> _TASK OBJECTIVE_: Only the lines from the one with "Can you see the crowd" through the last line of the data below are to be duplicated, exactly and without pictures.

================================

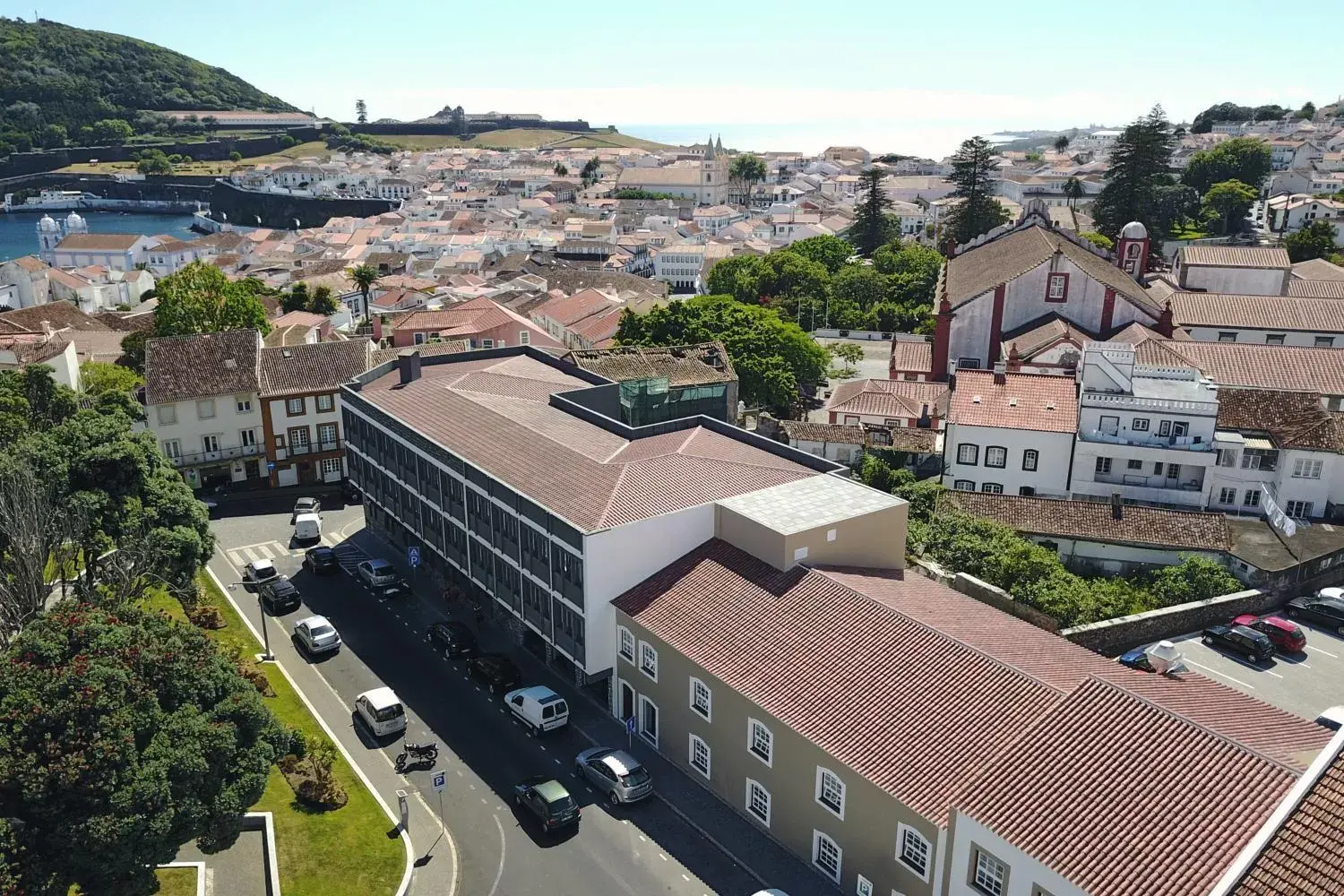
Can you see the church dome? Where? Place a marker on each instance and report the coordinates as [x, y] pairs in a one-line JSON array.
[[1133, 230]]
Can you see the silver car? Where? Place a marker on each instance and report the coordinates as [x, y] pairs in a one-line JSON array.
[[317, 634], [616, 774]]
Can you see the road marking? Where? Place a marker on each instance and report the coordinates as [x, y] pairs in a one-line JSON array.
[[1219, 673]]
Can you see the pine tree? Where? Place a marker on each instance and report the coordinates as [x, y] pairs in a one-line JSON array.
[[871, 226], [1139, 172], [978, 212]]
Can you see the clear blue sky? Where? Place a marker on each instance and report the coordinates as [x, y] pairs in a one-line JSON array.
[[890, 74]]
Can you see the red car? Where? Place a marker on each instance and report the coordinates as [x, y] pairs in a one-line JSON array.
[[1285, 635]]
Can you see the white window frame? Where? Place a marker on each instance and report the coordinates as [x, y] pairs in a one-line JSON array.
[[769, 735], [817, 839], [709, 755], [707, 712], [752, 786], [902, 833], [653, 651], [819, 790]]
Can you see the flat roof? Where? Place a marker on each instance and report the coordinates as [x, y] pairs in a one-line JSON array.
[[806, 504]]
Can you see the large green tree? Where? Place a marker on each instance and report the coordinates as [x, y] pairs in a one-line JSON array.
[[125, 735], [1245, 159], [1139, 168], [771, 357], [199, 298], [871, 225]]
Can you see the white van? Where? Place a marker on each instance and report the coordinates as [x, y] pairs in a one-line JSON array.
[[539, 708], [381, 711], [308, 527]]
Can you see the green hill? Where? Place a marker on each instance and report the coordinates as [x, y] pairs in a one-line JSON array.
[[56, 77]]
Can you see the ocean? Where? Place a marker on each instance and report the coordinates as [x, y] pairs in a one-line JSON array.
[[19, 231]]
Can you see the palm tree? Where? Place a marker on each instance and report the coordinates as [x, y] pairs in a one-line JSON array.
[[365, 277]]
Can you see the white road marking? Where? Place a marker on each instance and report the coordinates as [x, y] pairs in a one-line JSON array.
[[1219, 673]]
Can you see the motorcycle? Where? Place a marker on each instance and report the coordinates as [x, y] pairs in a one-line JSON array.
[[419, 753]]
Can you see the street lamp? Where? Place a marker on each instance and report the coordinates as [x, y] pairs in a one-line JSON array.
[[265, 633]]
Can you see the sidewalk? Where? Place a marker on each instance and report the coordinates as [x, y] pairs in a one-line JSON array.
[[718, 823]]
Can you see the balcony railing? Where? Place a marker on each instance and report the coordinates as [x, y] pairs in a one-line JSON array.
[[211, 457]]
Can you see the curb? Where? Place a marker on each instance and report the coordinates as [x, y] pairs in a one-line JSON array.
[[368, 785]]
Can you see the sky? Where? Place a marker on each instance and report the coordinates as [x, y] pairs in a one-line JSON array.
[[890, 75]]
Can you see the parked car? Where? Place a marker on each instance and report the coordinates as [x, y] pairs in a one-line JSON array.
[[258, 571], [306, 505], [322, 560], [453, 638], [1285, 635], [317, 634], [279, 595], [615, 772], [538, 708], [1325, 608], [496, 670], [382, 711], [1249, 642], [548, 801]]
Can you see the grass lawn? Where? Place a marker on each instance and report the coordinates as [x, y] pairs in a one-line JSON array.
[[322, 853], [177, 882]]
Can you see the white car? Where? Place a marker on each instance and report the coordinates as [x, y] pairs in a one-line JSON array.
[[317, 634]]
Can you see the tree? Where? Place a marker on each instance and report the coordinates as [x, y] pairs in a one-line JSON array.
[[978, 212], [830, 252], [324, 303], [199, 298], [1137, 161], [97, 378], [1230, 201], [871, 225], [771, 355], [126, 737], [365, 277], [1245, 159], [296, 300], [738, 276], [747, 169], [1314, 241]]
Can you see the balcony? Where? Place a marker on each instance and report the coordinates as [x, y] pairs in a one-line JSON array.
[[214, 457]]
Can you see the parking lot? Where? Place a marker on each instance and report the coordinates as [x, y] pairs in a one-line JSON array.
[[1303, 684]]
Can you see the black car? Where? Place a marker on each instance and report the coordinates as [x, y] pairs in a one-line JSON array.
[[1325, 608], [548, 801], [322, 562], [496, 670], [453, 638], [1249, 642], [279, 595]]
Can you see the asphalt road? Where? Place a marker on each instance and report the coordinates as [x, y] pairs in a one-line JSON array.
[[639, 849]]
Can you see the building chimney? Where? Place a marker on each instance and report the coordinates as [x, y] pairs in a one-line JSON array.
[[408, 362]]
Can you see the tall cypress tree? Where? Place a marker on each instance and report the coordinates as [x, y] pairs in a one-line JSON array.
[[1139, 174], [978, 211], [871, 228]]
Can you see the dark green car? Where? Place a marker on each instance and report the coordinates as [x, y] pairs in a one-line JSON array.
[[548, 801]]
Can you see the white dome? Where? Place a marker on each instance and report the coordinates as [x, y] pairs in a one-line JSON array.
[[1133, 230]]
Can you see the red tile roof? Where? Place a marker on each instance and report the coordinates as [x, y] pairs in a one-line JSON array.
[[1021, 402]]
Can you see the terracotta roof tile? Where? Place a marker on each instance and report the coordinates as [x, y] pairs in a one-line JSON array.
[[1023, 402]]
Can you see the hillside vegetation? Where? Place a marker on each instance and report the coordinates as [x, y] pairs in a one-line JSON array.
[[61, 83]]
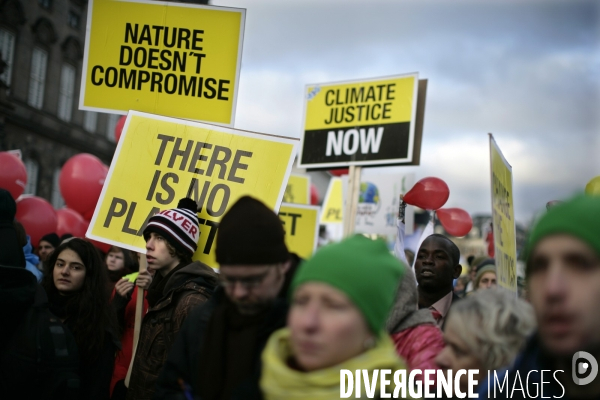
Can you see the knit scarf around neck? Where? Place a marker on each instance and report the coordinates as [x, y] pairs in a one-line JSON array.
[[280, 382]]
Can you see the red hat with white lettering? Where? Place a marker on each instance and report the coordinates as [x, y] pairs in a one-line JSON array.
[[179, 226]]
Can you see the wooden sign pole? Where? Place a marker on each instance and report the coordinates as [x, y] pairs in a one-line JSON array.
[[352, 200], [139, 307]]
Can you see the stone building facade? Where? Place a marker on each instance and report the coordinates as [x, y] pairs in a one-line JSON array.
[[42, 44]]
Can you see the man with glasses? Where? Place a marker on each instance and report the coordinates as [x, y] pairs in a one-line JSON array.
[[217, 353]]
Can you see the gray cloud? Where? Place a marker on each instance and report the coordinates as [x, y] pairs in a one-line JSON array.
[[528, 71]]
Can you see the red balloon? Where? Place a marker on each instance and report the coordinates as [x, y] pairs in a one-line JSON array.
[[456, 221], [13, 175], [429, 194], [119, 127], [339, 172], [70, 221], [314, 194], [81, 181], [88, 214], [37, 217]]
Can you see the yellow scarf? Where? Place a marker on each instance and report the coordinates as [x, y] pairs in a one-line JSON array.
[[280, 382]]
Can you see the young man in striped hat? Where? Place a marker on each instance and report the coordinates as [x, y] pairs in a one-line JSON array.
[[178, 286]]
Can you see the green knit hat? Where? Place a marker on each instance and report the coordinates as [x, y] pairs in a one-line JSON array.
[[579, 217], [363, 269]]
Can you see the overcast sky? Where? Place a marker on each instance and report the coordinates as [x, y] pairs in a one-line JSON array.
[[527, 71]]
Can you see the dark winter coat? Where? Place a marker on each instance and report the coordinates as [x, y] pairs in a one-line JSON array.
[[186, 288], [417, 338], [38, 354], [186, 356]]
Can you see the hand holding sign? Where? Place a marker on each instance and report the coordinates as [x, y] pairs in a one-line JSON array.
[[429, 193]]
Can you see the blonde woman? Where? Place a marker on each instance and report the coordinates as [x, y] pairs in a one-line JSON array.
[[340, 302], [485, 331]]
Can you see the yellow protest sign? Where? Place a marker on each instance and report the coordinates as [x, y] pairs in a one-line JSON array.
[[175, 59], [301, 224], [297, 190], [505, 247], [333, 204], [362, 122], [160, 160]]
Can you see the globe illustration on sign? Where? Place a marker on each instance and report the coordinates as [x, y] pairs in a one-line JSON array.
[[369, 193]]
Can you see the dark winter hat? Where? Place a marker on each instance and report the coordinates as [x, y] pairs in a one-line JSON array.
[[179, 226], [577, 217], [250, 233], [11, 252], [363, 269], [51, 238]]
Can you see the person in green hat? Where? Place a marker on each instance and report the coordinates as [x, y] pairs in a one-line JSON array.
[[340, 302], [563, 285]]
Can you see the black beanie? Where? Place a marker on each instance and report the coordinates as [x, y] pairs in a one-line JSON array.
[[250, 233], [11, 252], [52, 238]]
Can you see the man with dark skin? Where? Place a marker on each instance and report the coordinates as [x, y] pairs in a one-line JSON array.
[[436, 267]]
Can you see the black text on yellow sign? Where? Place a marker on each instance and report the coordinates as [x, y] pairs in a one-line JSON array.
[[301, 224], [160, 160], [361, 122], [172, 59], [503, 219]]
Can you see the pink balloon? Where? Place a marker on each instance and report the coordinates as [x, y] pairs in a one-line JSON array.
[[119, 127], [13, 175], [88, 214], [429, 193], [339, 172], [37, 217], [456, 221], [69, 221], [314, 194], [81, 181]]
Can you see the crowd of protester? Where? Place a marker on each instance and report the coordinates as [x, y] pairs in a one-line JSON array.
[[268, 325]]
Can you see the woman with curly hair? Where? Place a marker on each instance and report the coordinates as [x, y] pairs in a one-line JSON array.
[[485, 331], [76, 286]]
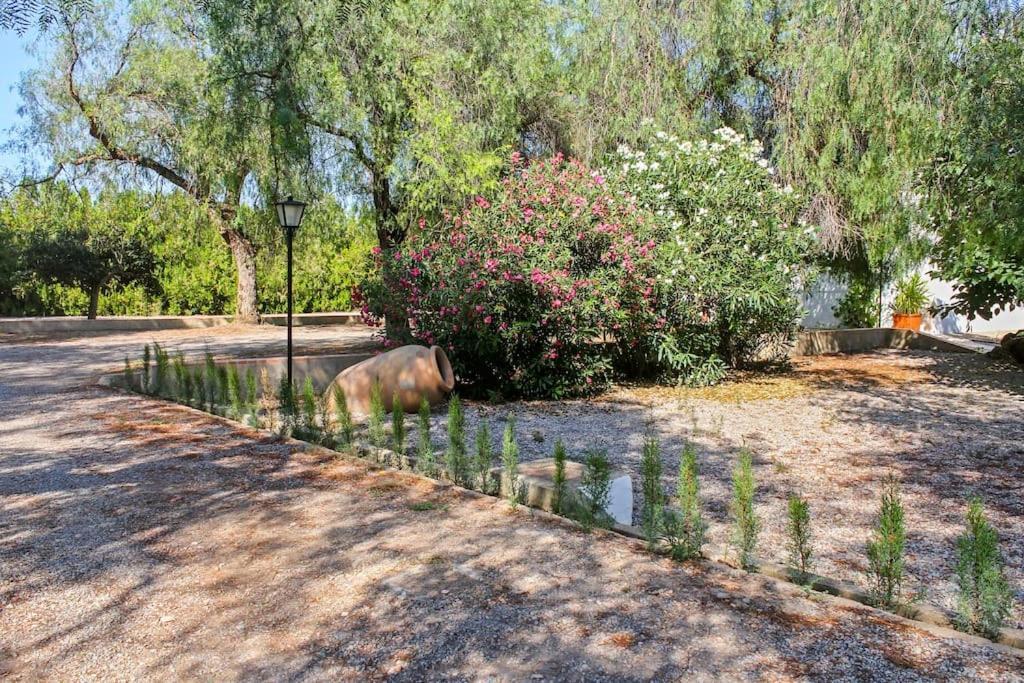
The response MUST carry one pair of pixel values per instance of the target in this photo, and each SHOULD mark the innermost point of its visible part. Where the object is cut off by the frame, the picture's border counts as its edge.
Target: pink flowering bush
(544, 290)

================================

> _ANSWER TO THE EXERCISE_:
Can you see the crowd of protester? Where? Place a marker on each instance and report the coordinates as [x, y] pairs in a one-line JSON array.
[[268, 325]]
Can you see the woman with curly hair? Where? Place a marker on each instance and report the coordinates as [x, y] pairs in a one-line JSON array.
[[485, 331], [76, 286]]
The response MUST carry one pair of pixel values per instance of the target in this photo, and each SHOULD mark the innermost point of its visible part. Where the object is cut off by the frame, the picture's border counts as its edge.
Target: pink flowering bush
(544, 290)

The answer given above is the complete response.